* **What to do**: Copy each line from the rows below that contains the word "tower".

Pointing dataset records:
## begin

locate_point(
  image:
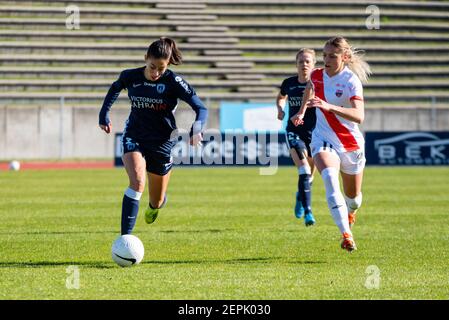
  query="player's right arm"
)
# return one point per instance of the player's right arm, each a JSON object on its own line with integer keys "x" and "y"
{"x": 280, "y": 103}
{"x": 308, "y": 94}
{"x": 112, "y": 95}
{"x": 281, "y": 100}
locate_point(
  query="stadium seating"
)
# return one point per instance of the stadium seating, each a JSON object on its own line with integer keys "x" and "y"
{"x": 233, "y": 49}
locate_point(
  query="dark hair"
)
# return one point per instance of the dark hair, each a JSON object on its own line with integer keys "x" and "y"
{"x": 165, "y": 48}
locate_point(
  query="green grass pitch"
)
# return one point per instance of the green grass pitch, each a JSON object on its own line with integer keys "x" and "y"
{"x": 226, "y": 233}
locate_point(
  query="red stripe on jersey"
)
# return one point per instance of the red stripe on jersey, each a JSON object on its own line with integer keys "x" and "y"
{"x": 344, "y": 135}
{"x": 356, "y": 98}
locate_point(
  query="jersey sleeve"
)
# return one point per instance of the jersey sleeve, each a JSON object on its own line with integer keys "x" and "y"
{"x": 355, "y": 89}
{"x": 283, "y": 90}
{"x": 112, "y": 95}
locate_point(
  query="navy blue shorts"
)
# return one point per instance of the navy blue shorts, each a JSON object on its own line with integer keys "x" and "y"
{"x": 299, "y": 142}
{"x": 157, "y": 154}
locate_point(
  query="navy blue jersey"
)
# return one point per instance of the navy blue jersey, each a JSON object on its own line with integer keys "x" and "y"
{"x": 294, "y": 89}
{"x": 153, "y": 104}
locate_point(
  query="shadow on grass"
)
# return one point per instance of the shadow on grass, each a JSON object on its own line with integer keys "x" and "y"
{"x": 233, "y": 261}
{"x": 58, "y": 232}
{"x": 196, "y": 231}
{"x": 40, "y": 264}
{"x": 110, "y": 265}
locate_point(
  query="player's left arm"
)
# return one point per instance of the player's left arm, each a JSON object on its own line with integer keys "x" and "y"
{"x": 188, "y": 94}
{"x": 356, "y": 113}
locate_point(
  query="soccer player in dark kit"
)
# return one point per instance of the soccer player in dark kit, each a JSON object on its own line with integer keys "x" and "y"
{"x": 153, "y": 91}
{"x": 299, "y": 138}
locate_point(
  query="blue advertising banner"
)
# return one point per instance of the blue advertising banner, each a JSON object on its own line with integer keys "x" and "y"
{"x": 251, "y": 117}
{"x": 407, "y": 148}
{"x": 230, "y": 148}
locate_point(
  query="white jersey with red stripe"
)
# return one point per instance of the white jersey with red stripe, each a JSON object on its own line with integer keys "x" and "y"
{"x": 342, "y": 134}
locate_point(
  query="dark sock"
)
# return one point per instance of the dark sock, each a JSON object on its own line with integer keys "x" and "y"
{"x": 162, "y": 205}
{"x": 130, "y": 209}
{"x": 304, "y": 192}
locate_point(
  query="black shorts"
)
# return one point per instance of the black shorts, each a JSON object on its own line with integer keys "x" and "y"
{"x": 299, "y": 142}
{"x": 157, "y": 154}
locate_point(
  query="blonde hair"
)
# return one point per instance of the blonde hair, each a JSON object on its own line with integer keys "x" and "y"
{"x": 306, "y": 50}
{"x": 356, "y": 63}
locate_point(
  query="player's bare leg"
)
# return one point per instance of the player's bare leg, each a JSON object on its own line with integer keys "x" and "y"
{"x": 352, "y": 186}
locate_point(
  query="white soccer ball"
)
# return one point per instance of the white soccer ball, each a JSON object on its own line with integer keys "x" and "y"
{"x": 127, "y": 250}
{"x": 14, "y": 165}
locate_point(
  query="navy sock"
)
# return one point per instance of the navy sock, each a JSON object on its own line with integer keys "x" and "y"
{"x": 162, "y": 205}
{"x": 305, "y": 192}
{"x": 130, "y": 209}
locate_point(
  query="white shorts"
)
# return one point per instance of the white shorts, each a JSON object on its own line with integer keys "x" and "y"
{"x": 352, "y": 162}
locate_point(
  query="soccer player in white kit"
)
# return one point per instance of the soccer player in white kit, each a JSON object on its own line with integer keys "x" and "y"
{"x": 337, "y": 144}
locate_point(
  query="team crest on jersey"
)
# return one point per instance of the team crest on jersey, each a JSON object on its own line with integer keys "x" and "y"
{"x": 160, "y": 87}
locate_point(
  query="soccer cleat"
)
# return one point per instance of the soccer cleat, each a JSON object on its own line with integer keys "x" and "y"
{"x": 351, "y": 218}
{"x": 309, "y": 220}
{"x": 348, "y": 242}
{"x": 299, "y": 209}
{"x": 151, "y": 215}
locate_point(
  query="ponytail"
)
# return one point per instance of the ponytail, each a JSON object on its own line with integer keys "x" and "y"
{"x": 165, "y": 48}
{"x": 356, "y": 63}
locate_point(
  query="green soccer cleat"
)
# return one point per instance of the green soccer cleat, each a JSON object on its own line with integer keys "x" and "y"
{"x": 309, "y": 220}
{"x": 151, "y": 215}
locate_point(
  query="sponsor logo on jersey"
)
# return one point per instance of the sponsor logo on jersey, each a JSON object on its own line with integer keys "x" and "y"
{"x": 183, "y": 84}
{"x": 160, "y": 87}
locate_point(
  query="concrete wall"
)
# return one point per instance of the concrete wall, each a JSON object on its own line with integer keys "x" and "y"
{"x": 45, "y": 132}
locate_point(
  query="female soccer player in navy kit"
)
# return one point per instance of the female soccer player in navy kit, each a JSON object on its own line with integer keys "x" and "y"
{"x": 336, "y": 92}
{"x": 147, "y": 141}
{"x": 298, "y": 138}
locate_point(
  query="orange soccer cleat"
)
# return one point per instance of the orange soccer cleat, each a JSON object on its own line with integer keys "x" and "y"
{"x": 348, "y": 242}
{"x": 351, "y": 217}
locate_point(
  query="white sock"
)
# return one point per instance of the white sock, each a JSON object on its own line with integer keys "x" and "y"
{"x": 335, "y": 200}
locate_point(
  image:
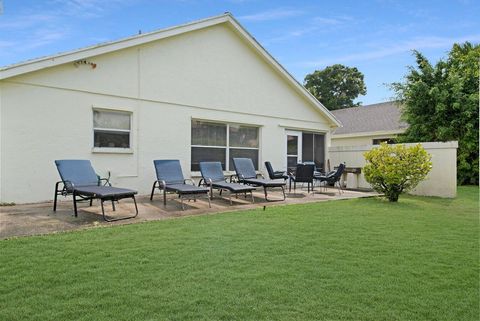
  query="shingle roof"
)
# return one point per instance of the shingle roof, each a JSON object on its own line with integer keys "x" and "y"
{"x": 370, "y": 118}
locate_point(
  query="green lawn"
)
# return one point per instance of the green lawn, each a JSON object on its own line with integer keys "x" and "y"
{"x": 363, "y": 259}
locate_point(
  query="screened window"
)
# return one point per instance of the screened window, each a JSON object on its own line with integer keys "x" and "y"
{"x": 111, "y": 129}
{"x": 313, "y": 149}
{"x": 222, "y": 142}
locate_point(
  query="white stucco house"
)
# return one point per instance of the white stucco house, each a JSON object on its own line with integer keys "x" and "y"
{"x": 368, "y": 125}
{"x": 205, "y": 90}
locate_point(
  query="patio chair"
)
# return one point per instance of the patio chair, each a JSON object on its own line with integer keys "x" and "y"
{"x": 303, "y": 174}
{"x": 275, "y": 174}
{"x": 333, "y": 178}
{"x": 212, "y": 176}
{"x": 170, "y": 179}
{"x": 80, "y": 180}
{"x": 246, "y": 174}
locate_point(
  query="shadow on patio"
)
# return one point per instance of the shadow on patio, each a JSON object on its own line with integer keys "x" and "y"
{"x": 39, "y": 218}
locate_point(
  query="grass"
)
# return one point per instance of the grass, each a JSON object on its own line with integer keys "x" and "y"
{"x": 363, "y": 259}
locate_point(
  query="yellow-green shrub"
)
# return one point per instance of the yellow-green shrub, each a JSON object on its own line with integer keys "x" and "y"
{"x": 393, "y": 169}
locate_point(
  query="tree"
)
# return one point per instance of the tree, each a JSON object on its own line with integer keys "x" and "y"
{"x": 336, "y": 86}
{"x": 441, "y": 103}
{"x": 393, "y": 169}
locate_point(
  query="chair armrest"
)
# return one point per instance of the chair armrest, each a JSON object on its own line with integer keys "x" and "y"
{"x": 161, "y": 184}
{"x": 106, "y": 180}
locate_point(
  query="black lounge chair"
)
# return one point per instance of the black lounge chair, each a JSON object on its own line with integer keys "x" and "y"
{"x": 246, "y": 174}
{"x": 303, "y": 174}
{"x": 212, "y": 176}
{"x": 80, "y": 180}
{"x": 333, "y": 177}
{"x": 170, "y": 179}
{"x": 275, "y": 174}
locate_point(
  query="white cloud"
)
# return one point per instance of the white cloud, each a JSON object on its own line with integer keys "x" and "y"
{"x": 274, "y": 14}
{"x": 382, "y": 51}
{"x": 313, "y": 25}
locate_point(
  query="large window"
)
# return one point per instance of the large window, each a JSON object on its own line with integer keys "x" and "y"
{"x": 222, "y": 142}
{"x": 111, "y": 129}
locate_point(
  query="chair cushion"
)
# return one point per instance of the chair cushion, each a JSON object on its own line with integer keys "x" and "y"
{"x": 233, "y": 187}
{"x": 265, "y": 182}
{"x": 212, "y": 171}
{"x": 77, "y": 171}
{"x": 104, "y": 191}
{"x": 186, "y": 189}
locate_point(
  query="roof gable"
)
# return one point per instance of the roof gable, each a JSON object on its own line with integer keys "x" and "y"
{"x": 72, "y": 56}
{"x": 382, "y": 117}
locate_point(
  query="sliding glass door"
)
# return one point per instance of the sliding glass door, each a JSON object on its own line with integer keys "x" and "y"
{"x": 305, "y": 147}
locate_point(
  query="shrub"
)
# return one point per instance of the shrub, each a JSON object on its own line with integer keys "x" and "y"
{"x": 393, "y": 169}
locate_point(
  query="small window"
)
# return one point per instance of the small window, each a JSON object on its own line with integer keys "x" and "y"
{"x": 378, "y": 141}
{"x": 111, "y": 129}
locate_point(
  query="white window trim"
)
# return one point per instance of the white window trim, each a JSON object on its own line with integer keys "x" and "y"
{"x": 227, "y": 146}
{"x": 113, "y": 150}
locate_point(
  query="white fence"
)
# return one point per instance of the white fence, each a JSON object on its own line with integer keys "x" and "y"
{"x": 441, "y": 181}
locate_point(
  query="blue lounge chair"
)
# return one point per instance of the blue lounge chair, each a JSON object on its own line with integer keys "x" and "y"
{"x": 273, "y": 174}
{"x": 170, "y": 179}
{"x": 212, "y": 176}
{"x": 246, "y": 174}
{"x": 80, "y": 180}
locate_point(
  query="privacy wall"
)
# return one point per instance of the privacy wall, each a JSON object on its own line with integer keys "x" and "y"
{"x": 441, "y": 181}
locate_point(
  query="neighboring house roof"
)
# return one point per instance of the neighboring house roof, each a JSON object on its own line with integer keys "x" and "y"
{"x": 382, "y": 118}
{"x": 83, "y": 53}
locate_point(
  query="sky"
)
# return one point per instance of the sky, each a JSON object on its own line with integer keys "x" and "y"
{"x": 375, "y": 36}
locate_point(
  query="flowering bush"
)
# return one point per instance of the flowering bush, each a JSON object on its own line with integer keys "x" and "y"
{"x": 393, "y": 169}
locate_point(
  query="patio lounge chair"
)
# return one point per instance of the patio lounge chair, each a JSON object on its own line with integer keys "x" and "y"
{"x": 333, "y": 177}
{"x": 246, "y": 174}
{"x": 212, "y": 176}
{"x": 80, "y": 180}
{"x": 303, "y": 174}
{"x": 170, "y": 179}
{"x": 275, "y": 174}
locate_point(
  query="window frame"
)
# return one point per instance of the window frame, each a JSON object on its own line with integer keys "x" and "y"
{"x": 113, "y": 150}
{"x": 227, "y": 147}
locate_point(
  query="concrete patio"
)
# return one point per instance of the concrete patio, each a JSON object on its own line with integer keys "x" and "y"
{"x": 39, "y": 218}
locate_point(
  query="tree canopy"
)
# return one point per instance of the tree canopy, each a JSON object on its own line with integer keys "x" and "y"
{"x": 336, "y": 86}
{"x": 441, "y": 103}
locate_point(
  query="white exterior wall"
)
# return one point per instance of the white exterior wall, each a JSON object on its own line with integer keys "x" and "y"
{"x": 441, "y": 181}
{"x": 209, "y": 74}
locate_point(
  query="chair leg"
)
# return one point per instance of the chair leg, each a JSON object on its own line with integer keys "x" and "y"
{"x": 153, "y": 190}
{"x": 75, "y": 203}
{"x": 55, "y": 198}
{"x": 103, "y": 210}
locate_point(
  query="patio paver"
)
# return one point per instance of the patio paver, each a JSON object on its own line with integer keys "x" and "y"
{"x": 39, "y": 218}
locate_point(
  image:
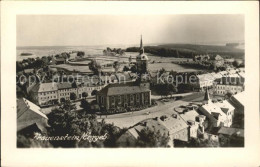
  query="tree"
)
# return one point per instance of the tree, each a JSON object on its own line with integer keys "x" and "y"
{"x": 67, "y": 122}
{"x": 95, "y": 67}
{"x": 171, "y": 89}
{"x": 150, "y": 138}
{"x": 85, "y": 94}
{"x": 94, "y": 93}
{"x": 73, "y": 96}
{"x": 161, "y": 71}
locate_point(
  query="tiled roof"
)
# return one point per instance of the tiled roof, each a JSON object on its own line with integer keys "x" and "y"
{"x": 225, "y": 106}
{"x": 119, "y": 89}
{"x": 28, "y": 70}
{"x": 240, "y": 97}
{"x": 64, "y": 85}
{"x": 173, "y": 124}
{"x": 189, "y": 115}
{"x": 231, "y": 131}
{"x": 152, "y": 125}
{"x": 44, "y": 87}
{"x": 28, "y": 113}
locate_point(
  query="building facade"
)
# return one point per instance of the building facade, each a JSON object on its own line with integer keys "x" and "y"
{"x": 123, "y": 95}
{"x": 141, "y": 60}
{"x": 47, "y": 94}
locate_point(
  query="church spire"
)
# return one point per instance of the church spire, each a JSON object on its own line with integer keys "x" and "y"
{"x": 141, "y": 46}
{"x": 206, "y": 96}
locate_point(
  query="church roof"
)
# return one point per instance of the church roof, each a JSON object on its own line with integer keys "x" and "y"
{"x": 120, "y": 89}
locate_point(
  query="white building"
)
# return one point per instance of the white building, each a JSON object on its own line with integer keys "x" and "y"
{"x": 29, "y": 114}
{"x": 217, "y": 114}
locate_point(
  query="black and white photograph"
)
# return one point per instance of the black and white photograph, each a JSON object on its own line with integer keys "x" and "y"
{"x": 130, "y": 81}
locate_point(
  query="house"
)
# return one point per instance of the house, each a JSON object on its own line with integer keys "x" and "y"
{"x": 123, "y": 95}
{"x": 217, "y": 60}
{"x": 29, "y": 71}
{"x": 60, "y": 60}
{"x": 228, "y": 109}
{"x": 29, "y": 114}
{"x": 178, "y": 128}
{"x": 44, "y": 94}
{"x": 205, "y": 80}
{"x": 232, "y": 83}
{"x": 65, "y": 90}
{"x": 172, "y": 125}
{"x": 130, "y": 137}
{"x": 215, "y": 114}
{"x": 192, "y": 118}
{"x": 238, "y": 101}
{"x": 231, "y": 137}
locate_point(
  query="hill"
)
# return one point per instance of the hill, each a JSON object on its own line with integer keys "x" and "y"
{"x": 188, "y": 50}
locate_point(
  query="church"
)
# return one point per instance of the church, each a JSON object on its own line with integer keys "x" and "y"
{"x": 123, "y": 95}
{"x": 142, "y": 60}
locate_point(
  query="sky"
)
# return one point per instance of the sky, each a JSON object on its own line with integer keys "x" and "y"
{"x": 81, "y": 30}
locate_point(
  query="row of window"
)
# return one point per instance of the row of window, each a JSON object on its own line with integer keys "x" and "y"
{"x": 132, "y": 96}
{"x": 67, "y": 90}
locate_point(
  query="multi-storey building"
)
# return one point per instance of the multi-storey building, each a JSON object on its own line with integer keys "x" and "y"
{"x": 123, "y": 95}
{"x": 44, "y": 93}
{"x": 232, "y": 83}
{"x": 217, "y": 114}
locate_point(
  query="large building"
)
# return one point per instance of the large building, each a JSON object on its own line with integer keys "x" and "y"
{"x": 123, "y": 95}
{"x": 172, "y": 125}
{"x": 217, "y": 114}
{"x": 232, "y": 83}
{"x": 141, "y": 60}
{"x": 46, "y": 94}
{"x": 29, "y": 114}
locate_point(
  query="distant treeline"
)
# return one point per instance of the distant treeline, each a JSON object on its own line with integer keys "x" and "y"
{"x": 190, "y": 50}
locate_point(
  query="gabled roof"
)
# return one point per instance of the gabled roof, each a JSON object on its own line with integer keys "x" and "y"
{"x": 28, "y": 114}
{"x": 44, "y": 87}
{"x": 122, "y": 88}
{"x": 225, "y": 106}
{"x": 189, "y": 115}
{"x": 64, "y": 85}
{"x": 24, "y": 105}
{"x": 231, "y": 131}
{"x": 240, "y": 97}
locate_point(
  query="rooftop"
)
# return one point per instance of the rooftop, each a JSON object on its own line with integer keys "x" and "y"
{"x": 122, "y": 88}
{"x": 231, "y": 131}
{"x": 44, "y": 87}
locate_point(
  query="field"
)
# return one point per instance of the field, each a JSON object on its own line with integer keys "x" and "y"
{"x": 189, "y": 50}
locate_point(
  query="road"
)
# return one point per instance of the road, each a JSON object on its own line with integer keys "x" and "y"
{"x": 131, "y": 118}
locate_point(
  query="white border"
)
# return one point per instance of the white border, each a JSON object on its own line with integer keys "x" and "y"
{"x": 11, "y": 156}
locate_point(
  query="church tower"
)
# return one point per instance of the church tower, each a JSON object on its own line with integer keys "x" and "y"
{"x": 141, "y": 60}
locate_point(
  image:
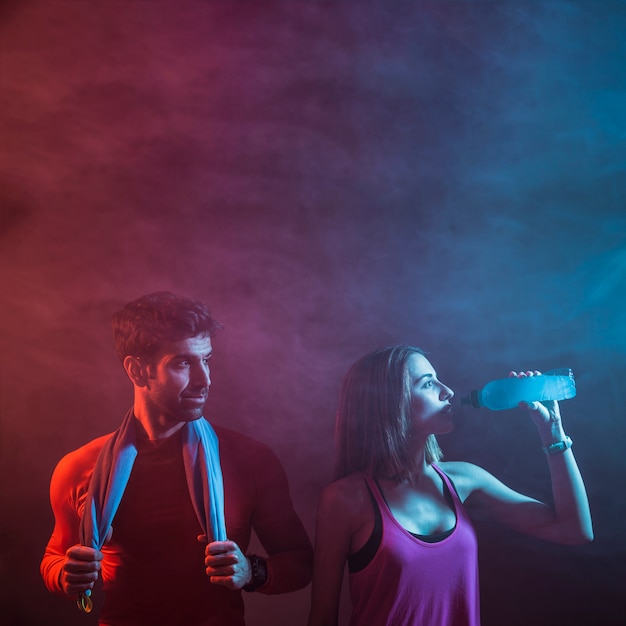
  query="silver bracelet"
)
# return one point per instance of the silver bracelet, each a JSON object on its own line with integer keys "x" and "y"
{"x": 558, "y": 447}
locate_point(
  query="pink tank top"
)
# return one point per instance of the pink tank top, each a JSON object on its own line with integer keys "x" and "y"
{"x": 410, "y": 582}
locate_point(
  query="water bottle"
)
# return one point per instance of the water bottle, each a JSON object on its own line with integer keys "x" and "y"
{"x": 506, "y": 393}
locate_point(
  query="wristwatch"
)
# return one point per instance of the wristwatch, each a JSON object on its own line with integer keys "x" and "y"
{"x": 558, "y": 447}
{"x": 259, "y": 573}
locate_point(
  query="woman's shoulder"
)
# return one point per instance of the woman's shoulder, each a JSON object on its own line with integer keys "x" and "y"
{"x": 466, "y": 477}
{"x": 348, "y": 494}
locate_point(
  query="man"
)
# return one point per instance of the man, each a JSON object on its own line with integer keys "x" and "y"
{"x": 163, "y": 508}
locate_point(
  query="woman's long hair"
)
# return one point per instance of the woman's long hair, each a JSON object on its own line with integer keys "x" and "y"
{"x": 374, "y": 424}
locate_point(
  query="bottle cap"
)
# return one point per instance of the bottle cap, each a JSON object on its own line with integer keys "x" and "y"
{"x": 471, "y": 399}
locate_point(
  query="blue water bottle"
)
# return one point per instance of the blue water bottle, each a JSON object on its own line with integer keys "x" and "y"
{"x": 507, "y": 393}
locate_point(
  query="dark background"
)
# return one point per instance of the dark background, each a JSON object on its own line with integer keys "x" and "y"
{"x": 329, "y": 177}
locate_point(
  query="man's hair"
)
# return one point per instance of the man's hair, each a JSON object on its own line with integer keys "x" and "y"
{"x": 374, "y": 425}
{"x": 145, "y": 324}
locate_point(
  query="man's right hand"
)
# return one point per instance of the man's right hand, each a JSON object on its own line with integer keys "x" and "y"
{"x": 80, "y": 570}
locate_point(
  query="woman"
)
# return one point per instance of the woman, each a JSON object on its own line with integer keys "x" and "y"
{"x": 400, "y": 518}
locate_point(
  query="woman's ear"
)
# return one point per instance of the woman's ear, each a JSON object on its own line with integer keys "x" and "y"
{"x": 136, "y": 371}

## end

* **Output below**:
  query="church tower"
# return one point per instance of the church tower, each a JSON object on its own line with integer keys "x" and "y"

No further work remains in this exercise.